### WHAT THE TASK ASKS
Gather every line of the listing that contains the string "pots" and copy each one in full. Treat the match as case-sensitive.

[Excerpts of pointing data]
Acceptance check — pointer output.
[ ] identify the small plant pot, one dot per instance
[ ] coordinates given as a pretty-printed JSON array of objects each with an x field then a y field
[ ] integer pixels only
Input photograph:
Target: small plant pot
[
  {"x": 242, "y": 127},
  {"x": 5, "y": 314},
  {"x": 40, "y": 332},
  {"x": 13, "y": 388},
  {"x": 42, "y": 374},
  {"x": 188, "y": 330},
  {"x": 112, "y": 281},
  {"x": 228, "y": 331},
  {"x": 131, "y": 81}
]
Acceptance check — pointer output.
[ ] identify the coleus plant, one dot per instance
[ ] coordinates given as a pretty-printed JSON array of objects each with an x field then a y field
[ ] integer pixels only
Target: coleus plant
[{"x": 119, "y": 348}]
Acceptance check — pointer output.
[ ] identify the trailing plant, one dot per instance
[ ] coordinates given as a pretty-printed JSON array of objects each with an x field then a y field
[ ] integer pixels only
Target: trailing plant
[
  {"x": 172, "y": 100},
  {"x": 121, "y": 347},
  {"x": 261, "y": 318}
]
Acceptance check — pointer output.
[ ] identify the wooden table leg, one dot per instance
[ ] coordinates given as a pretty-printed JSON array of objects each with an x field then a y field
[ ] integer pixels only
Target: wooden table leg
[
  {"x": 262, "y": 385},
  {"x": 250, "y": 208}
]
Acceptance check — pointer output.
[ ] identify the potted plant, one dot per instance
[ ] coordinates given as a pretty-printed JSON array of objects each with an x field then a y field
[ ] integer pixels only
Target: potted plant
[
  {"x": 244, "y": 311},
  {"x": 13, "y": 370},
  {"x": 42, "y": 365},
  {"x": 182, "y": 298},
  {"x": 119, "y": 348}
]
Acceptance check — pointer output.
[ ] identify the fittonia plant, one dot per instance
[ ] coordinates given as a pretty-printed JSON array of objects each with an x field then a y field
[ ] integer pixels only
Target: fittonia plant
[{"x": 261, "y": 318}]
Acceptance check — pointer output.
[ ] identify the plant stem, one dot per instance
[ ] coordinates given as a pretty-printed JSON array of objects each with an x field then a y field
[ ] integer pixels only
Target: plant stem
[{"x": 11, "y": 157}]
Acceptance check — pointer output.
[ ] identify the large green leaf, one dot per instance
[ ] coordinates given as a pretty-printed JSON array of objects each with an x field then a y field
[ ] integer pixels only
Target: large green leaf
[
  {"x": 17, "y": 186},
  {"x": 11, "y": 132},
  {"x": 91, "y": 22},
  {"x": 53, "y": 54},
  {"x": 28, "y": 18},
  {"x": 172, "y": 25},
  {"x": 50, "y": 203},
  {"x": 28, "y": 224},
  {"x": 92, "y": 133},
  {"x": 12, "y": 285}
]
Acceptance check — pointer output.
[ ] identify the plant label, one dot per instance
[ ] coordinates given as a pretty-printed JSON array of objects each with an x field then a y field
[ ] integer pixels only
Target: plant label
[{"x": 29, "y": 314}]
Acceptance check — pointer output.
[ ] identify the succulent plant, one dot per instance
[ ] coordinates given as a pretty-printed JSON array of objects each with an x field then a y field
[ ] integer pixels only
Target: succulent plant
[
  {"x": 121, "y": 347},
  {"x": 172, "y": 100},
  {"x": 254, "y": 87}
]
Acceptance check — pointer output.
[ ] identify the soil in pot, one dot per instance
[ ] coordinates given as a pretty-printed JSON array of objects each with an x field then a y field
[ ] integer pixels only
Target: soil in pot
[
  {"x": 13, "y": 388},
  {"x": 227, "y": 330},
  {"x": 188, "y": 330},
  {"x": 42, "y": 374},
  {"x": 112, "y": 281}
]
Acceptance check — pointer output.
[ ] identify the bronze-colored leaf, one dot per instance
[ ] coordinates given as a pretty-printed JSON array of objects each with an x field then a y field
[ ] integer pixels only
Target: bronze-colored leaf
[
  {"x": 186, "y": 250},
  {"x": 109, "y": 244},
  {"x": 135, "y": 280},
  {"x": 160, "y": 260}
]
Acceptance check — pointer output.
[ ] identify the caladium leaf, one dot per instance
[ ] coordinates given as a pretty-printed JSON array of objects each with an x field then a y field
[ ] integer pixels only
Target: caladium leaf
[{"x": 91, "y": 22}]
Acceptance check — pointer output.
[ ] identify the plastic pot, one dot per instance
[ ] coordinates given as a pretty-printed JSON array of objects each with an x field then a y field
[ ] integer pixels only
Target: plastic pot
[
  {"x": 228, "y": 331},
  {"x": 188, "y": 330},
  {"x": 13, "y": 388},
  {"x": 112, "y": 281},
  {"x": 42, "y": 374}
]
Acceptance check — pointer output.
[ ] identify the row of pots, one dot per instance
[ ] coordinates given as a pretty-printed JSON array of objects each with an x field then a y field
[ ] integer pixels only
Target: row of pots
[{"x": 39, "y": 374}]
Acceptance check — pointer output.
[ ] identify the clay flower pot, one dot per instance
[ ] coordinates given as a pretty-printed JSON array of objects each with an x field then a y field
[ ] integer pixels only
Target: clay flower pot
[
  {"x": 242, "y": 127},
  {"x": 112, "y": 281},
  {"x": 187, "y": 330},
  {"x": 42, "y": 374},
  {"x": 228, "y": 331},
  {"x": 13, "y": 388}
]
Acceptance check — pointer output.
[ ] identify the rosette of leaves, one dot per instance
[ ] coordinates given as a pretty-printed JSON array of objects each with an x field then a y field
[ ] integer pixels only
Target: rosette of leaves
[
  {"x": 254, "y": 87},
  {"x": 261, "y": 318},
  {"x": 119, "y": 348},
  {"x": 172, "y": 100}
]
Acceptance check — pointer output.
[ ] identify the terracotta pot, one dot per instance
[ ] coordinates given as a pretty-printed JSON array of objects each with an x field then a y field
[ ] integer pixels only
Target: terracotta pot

### TASK OUTPUT
[ ] identify the row of pots, one dot per instance
Target: row of pots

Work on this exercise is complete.